▶ Job:
Turn all the rows below into a single numbered list with one entry per line, and drop any blank lines.

[start]

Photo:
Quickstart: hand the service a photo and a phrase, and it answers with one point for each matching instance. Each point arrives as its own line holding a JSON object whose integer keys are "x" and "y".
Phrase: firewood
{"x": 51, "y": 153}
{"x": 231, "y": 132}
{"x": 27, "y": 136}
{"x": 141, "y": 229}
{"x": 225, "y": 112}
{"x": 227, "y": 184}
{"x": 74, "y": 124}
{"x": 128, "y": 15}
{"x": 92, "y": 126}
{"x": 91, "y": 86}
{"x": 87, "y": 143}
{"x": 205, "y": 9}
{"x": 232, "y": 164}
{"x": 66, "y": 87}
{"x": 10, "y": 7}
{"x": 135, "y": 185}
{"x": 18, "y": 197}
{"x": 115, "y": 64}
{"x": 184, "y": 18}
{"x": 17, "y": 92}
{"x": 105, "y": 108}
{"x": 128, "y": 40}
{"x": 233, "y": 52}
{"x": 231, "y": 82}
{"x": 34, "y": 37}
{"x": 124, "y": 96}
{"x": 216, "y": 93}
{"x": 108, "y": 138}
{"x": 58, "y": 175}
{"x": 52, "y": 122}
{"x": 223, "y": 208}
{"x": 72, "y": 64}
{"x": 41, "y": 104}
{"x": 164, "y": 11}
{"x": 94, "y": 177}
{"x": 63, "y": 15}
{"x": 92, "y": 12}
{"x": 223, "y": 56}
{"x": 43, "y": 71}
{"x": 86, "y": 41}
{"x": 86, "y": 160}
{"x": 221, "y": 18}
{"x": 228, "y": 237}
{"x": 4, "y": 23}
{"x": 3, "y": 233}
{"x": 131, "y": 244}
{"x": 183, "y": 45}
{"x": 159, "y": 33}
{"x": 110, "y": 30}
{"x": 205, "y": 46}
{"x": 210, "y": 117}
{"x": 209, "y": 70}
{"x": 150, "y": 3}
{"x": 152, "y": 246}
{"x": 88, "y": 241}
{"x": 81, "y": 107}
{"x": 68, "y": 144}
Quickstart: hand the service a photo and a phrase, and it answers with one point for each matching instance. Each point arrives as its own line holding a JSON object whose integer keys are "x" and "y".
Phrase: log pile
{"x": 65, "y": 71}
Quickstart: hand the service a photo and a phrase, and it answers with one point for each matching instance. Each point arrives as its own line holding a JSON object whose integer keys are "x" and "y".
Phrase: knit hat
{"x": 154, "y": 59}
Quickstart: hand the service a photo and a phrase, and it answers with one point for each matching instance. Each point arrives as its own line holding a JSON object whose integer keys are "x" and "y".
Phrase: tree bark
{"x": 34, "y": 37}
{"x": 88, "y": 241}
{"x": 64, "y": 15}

[end]

▶ Result below:
1. Photo:
2. Quickstart: hand the service a photo and a phrase, and it answers with one point for each matching instance. Each point arrives as its own line holding a JSON object whose integer keys are "x" and "y".
3. Phrase: firewood
4. {"x": 51, "y": 153}
5. {"x": 231, "y": 132}
6. {"x": 27, "y": 136}
7. {"x": 141, "y": 229}
8. {"x": 225, "y": 112}
9. {"x": 227, "y": 184}
10. {"x": 74, "y": 124}
11. {"x": 128, "y": 15}
12. {"x": 92, "y": 126}
13. {"x": 91, "y": 86}
14. {"x": 87, "y": 143}
15. {"x": 205, "y": 9}
16. {"x": 232, "y": 164}
17. {"x": 66, "y": 87}
18. {"x": 10, "y": 7}
19. {"x": 135, "y": 185}
20. {"x": 18, "y": 197}
21. {"x": 115, "y": 64}
22. {"x": 184, "y": 18}
23. {"x": 17, "y": 92}
24. {"x": 105, "y": 108}
25. {"x": 128, "y": 40}
26. {"x": 233, "y": 52}
27. {"x": 231, "y": 82}
28. {"x": 34, "y": 37}
29. {"x": 124, "y": 96}
30. {"x": 216, "y": 93}
31. {"x": 108, "y": 138}
32. {"x": 58, "y": 175}
33. {"x": 52, "y": 122}
34. {"x": 223, "y": 208}
35. {"x": 72, "y": 64}
36. {"x": 41, "y": 104}
37. {"x": 164, "y": 11}
38. {"x": 94, "y": 177}
39. {"x": 63, "y": 15}
40. {"x": 92, "y": 12}
41. {"x": 223, "y": 56}
42. {"x": 43, "y": 71}
43. {"x": 86, "y": 41}
44. {"x": 86, "y": 160}
45. {"x": 221, "y": 18}
46. {"x": 228, "y": 237}
47. {"x": 4, "y": 23}
48. {"x": 3, "y": 233}
49. {"x": 131, "y": 244}
50. {"x": 183, "y": 45}
51. {"x": 159, "y": 33}
52. {"x": 110, "y": 30}
53. {"x": 205, "y": 46}
54. {"x": 210, "y": 117}
55. {"x": 209, "y": 70}
56. {"x": 150, "y": 3}
57. {"x": 152, "y": 246}
58. {"x": 88, "y": 241}
59. {"x": 81, "y": 107}
60. {"x": 68, "y": 144}
61. Quickstart: hand the service a photo and a phrase, and it answers with one point for each matching instance. Each point arrives as its own line holding a JSON object whose integer keys are "x" and "y".
62. Phrase: log pile
63. {"x": 65, "y": 71}
64. Quickstart: hand the service a photo and a phrase, and it answers with one point for each matching instance. Each point arrives as its own line holding a JSON object whose integer keys are "x" and "y".
65. Phrase: knit hat
66. {"x": 154, "y": 59}
67. Quickstart: hand the service a photo and a phrase, and it answers with one point for each matching instance. Each point arrives as its own line holding a JSON object whose integer keys are "x" and "y".
68. Phrase: tree bark
69. {"x": 34, "y": 37}
70. {"x": 88, "y": 241}
71. {"x": 64, "y": 15}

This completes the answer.